Working data:

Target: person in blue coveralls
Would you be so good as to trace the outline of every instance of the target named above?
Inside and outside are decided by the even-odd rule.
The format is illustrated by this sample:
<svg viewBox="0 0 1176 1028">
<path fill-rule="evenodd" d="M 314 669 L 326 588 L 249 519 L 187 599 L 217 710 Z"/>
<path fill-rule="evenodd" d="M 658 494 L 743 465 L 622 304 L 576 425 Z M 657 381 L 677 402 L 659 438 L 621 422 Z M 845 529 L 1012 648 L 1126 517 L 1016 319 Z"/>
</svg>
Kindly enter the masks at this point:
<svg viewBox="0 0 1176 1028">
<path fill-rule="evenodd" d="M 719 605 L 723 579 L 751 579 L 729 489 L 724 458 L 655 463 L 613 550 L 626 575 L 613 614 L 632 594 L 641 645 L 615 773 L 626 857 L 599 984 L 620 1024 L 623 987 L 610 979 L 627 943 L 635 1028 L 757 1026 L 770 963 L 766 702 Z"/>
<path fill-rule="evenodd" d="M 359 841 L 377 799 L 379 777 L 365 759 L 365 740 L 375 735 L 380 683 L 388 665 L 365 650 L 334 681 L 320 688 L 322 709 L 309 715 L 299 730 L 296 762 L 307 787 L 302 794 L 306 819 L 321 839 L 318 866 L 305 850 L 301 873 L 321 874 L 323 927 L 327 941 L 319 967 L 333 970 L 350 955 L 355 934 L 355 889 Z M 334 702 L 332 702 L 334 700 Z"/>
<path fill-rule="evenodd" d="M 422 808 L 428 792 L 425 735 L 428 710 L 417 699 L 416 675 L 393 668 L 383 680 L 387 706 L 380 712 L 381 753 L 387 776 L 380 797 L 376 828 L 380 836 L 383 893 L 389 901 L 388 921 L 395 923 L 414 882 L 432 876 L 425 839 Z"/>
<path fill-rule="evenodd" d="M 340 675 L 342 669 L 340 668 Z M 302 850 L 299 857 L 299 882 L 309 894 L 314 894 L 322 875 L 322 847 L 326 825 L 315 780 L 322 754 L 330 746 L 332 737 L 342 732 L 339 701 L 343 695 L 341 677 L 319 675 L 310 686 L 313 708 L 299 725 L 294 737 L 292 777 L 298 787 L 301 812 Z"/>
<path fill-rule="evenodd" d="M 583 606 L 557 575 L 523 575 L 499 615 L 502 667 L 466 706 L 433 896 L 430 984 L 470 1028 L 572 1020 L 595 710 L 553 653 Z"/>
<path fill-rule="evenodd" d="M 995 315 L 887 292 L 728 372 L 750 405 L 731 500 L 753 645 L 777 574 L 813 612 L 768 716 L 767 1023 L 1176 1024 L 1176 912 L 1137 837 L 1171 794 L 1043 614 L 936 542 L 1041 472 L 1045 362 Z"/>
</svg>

What the task requires:
Output all preceding records character for character.

Full solution:
Target: person in blue coveralls
Would you be so good as to trace the outline of every instance of the target named above?
Inside and outside are decided by the even-odd rule.
The format is illustrated by this sample:
<svg viewBox="0 0 1176 1028">
<path fill-rule="evenodd" d="M 314 669 L 326 588 L 249 519 L 187 599 L 217 710 Z"/>
<path fill-rule="evenodd" d="M 658 494 L 743 465 L 622 304 L 576 425 Z M 657 381 L 677 402 L 659 438 L 621 422 Z M 845 529 L 1012 648 L 1126 517 L 1016 319 Z"/>
</svg>
Kindly enter the masks at this point:
<svg viewBox="0 0 1176 1028">
<path fill-rule="evenodd" d="M 719 605 L 723 579 L 751 579 L 729 489 L 724 458 L 655 463 L 613 550 L 626 575 L 613 614 L 632 594 L 641 645 L 615 773 L 626 857 L 599 984 L 620 1024 L 623 987 L 610 979 L 627 943 L 635 1028 L 757 1026 L 770 963 L 766 702 Z"/>
<path fill-rule="evenodd" d="M 359 841 L 377 799 L 379 777 L 365 759 L 365 740 L 375 735 L 380 683 L 388 665 L 365 650 L 334 681 L 320 688 L 322 709 L 309 715 L 299 730 L 296 762 L 307 787 L 302 794 L 306 819 L 321 839 L 318 866 L 305 850 L 301 873 L 321 874 L 323 927 L 327 941 L 319 967 L 333 970 L 350 955 L 355 934 L 355 889 Z M 334 702 L 332 702 L 334 700 Z"/>
<path fill-rule="evenodd" d="M 422 808 L 428 792 L 425 735 L 428 710 L 417 699 L 416 675 L 393 668 L 383 680 L 387 706 L 380 712 L 381 753 L 387 776 L 380 797 L 376 828 L 380 836 L 383 893 L 389 901 L 388 921 L 395 923 L 414 882 L 432 876 L 425 839 Z"/>
<path fill-rule="evenodd" d="M 340 675 L 342 669 L 340 668 Z M 302 850 L 299 857 L 299 882 L 309 894 L 314 894 L 322 875 L 322 847 L 326 825 L 315 780 L 322 754 L 330 746 L 332 737 L 342 732 L 339 701 L 343 695 L 341 677 L 319 675 L 310 686 L 313 708 L 299 725 L 294 737 L 292 777 L 298 787 L 301 812 Z"/>
<path fill-rule="evenodd" d="M 583 606 L 557 575 L 523 575 L 499 615 L 502 667 L 466 706 L 433 896 L 430 984 L 470 1028 L 572 1020 L 595 710 L 553 653 Z"/>
<path fill-rule="evenodd" d="M 995 315 L 887 292 L 728 372 L 750 405 L 731 500 L 753 645 L 777 574 L 813 612 L 768 716 L 767 1023 L 1176 1024 L 1176 912 L 1137 837 L 1171 794 L 1043 614 L 936 542 L 1041 472 L 1045 362 Z"/>
</svg>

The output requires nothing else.